Material:
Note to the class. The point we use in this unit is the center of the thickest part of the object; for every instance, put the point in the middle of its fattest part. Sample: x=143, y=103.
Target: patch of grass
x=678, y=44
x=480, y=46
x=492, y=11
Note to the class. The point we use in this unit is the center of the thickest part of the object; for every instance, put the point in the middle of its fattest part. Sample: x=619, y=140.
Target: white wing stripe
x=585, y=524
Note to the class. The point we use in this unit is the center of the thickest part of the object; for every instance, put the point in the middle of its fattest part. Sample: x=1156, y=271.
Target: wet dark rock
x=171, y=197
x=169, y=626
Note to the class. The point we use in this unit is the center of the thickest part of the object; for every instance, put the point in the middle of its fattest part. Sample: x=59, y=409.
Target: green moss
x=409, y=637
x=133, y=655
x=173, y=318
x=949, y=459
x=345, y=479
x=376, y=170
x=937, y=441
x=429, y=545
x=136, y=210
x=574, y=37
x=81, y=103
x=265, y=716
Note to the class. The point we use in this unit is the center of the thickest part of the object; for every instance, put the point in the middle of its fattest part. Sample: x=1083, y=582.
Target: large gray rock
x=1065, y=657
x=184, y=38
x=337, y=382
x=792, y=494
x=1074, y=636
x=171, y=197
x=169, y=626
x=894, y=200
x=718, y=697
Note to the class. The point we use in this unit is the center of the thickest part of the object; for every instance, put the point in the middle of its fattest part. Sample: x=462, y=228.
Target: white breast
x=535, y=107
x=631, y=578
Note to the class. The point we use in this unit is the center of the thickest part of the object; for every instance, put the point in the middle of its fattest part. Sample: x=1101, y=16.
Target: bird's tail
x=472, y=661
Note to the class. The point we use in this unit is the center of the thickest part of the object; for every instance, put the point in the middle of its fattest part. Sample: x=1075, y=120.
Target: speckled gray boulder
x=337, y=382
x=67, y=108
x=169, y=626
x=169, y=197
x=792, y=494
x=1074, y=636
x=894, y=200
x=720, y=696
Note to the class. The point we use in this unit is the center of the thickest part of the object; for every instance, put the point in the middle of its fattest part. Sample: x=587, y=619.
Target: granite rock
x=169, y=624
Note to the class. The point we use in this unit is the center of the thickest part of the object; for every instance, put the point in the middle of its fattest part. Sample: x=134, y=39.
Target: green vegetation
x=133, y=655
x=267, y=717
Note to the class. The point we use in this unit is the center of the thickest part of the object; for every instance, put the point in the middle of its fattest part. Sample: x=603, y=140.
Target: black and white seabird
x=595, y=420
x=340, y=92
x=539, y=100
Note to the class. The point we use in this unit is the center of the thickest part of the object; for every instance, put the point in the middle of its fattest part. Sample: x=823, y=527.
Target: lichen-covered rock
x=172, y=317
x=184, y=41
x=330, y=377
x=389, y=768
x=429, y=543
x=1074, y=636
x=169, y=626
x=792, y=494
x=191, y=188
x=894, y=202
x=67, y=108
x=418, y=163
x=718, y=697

Stated problem:
Please convert every line of the records above into a JSON list of strings, one string per line, leaving out any blank lines.

Response below:
[
  "Note to the class. The point we use in this unit is the center of the thickest part of the object; for every instance, put the point in the middle of its fattest part. Sample: x=143, y=103.",
  "Target: patch of grass",
  "x=678, y=44",
  "x=480, y=46",
  "x=492, y=11",
  "Note to the class. The point we use in this unit is the center of the thickest part of the object; for every instance, put the point in the middle of its fattest part. Sample: x=619, y=140.",
  "Target: white wing stripe",
  "x=585, y=524",
  "Note to the class. The point we use in this unit is the center of the thickest part of the object; for every instance, put the point in the middle of its fattest part. Sample: x=1156, y=271.",
  "Target: wet dark rock",
  "x=171, y=197",
  "x=169, y=626",
  "Note to the class. The point we use in this unit is the center of the thickest part of the object; for every instance, put the point in the middle of its fattest part. Sample: x=59, y=409.",
  "Target: green moss",
  "x=409, y=637",
  "x=133, y=655",
  "x=173, y=318",
  "x=949, y=459",
  "x=345, y=479",
  "x=376, y=170",
  "x=937, y=441",
  "x=429, y=545",
  "x=136, y=210",
  "x=574, y=37",
  "x=81, y=103",
  "x=265, y=716",
  "Note to the class. The point we use in this unit is the center of the thickest part of the object; for every instance, put the point in the middle of its fattest part. Sample: x=1083, y=582.",
  "Target: large gray rock",
  "x=1065, y=657",
  "x=184, y=38",
  "x=337, y=382",
  "x=792, y=494",
  "x=1074, y=636",
  "x=171, y=197",
  "x=169, y=626",
  "x=894, y=200",
  "x=718, y=697",
  "Note to the class. The point we use in this unit is the center of the thickest part of the object; for every instance, put the point in the middle of its fattest part. Sample: x=462, y=228.",
  "Target: white breast",
  "x=535, y=107",
  "x=631, y=578",
  "Note to the class. The point we use in this unit is the center of the thickest part of the object; for every instance, put the point in the middle of its fattest part. Sample: x=1101, y=16.",
  "Target: bird's tail",
  "x=472, y=661",
  "Note to the class. The point we use in this unit is the center of the thickest part of the object; for every instance, put the point in the middle of its fattest part. Sample: x=1075, y=120.",
  "Target: speckled gray boulder",
  "x=337, y=382",
  "x=67, y=108",
  "x=169, y=626",
  "x=169, y=197",
  "x=792, y=494",
  "x=1074, y=636",
  "x=894, y=200",
  "x=720, y=696",
  "Note to the class. The point we use in this unit is the center of the thickest part of the object; for every instance, put the point in the middle of its fattest part. Sample: x=587, y=619.",
  "Target: granite rock",
  "x=169, y=624",
  "Note to the class. The point we use in this unit is the center of the thickest part of the object; for every instance, put the point in the middle of its fattest part. Sample: x=134, y=39.",
  "Target: green vegetation",
  "x=133, y=655",
  "x=267, y=717",
  "Note to the class. The point we use in this unit is the center of the thickest part of the object; for every instance, put the point in the middle of its fattest part. Sample: x=603, y=140.",
  "Target: black and white seabird",
  "x=595, y=420",
  "x=340, y=92",
  "x=539, y=100",
  "Note to the class. The point we use in this unit is the center of the thickest part of the object; for every instance, put the point in the middle of its fattest part. Sample: x=823, y=527.",
  "Target: lichen-covered rock",
  "x=172, y=317",
  "x=184, y=41",
  "x=330, y=377",
  "x=389, y=768",
  "x=429, y=543",
  "x=1074, y=636",
  "x=169, y=626",
  "x=792, y=494",
  "x=191, y=188",
  "x=894, y=202",
  "x=67, y=108",
  "x=418, y=163",
  "x=718, y=697"
]